Short task –
Rewrite the items from the line containing "Task: Where can the concrete" through the end of the items, keeping every line, requests included. Multiply each answer's x,y coordinates by 0.4 and round to whole numbers, halves up. Leave the sample coordinates in the requests unchanged, and give only these lines.
____ Stored rows
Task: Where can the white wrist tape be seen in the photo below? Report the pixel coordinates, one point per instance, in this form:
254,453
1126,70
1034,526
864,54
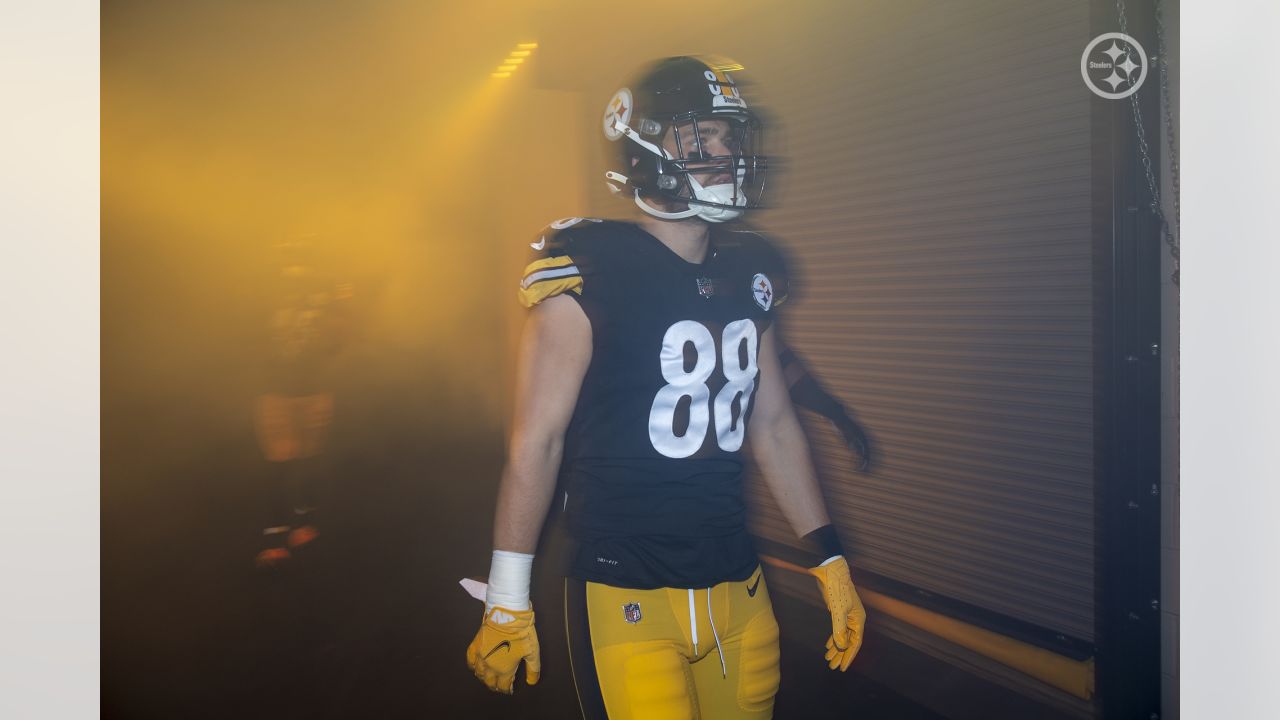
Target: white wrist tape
508,580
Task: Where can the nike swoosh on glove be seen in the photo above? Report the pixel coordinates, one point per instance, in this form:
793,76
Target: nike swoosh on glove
848,616
506,637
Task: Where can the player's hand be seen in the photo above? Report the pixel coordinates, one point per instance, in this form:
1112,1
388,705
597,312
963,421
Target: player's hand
506,637
848,616
856,441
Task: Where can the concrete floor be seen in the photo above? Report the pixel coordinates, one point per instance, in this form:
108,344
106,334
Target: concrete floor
370,623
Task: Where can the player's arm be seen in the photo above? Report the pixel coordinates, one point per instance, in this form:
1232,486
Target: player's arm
554,352
782,454
780,449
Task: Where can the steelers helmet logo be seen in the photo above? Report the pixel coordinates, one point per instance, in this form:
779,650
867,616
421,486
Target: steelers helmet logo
617,113
763,291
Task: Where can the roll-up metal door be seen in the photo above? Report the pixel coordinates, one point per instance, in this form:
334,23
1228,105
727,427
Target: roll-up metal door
936,210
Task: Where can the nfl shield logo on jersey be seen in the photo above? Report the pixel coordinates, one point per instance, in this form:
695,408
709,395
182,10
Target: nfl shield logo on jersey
763,291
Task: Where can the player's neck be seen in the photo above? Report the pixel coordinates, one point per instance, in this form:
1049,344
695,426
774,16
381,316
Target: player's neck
688,237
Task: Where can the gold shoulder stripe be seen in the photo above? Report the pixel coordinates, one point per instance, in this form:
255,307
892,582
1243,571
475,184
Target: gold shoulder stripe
549,277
________
Output for this task –
Task: Where can the concrete floor be seen in the photo above? Report the pixel coordinates, one point per instance, in this form:
108,344
106,334
Target: concrete floor
148,249
Task: Where can the player's arm be seen in the photo above? Report the pixel coordinates, one point per instance, in this form:
1232,486
Target: player's arm
222,141
313,182
312,180
Task: Where can the steelers helmet logo be seen in the photo above? Report the pixel coordinates, one point per instance, in this form:
779,650
867,616
421,486
Target: steelers helmet logo
247,45
305,116
Task: Where can the roll-up metal door be seen in the photo above? Report the pixel coordinates, one point per instance, in this form:
334,23
1228,105
727,427
Target: roll-up metal door
374,84
Task: Where can the nfl shield logo on jersey be seen in the photo above? Report the pixel coordinates, one point per instance, in this form:
695,408
709,395
182,10
Target: nfl shield logo on jersey
305,116
Task: Where can the player's neck be seen in the photo above? Report the pixel coordinates, one point per instance, in this form:
1049,344
695,426
774,16
381,316
Target: player's neck
275,95
Task: Where can the gold shoulder stripe be seen in the photo above? Report the pixel coordinates, one point per instance, in this form:
255,307
892,582
1243,571
475,184
Target: gold shoulder stripe
220,111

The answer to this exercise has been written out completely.